## start Supplied entries

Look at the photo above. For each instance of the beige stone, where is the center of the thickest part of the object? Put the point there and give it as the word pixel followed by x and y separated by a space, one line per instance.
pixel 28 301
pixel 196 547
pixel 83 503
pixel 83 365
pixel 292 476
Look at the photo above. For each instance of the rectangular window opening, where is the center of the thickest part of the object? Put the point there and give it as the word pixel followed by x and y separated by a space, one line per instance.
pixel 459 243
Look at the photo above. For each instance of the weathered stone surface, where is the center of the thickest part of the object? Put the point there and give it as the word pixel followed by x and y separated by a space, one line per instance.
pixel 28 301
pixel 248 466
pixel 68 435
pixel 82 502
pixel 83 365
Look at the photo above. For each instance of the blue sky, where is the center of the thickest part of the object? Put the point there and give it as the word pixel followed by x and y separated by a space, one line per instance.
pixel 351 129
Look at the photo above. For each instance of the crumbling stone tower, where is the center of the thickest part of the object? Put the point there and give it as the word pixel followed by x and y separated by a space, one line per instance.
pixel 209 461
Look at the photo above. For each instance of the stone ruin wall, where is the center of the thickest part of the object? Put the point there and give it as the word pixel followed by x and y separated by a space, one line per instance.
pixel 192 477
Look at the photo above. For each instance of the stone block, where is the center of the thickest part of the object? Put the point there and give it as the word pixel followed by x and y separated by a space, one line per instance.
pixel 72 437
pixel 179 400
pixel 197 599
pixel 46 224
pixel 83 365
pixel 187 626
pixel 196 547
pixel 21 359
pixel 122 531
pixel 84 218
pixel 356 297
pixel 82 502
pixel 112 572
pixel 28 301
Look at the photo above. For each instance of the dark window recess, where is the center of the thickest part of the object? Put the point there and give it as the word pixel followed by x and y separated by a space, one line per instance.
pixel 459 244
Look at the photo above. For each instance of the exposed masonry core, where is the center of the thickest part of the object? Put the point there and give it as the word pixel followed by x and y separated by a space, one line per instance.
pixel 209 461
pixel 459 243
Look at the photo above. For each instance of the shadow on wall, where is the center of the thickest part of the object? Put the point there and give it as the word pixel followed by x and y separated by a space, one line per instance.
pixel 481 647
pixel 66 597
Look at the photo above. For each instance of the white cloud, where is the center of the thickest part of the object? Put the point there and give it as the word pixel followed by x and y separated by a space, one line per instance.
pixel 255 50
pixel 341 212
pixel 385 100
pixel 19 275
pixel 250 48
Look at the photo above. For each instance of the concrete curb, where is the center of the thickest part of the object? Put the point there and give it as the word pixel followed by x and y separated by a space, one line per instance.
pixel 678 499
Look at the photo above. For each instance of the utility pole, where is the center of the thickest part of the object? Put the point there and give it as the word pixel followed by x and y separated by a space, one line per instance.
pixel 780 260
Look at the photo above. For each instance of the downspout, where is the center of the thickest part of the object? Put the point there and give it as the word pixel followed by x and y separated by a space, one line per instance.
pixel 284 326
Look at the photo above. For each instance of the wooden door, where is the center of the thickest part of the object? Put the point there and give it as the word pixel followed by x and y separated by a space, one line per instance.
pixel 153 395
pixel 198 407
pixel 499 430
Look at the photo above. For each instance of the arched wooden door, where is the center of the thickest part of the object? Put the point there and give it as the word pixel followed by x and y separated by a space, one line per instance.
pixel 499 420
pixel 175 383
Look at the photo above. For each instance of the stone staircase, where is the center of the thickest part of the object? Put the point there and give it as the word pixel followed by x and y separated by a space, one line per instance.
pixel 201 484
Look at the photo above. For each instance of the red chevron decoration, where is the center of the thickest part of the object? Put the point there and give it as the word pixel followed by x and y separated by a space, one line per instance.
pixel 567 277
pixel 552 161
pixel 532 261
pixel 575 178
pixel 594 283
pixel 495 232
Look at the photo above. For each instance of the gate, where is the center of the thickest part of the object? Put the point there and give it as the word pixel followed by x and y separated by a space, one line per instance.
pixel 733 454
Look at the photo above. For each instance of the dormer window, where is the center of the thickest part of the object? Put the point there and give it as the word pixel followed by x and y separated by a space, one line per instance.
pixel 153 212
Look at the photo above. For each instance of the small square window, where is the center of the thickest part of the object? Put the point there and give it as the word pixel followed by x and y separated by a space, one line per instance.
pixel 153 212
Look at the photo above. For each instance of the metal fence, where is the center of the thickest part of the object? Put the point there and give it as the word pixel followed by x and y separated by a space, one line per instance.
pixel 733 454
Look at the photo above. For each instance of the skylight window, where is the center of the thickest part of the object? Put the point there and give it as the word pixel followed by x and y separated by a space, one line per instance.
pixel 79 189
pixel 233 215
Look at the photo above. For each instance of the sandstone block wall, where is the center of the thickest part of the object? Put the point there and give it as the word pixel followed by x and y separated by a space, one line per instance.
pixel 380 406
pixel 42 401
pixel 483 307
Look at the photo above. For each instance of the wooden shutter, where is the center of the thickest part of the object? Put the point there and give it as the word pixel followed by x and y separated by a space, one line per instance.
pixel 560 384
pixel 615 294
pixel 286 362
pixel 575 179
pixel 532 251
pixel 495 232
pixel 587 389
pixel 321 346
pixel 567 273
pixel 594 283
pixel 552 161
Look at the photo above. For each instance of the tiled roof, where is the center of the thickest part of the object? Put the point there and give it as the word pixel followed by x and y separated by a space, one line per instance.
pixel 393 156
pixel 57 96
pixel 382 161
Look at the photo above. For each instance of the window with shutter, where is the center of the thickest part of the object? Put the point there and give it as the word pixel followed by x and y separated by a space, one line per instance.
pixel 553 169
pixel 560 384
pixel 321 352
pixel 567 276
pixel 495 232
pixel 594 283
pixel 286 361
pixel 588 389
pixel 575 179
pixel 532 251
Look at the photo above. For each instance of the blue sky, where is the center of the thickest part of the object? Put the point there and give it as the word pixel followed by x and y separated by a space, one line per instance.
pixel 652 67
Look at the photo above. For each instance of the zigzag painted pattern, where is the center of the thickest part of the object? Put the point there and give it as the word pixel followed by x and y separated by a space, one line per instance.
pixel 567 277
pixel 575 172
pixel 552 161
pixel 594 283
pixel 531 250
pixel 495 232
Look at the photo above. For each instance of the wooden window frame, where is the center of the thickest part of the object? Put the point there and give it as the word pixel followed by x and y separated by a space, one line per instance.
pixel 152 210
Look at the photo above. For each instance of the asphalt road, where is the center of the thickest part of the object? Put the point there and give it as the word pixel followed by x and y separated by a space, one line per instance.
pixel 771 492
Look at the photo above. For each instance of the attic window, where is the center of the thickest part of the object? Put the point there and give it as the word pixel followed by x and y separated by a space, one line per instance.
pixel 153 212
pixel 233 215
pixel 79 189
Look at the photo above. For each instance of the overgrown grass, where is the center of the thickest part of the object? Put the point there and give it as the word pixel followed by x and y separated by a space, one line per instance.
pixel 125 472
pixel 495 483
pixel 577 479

## end Supplied entries

Written problem: Could you update the lines from the one holding "Look at the photo above. For each instance of the exposed" through the one holding "pixel 678 499", inclusive, by changing "thickest" to "widest" and leaving everything else as it is?

Worked answer:
Look at the photo above. For each instance of the exposed masonry core, where is the center of the widest part of the object? Put the point there and give it as the word pixel followed by x and y separated by a space, one line per instance.
pixel 209 461
pixel 459 243
Look at the photo above. For each instance of the shadow on wall, where is the center of the widest part of the object? Put the point there and give it as the word pixel followed by x and y separated by a space, one line per instance.
pixel 481 647
pixel 66 597
Look at the photo above. For each instance of the white cloud, where is the center of the widest part of the object? Put the point there and give it as the word pixel followed by x and y separated by a space, one line per instance.
pixel 255 50
pixel 341 212
pixel 385 100
pixel 19 275
pixel 250 48
Look at the photo above. For each instance of the concrete curb, where is the center of the widest part of the object? Put the point there and give it as the word pixel followed by x and y separated by a space, one line per instance.
pixel 678 499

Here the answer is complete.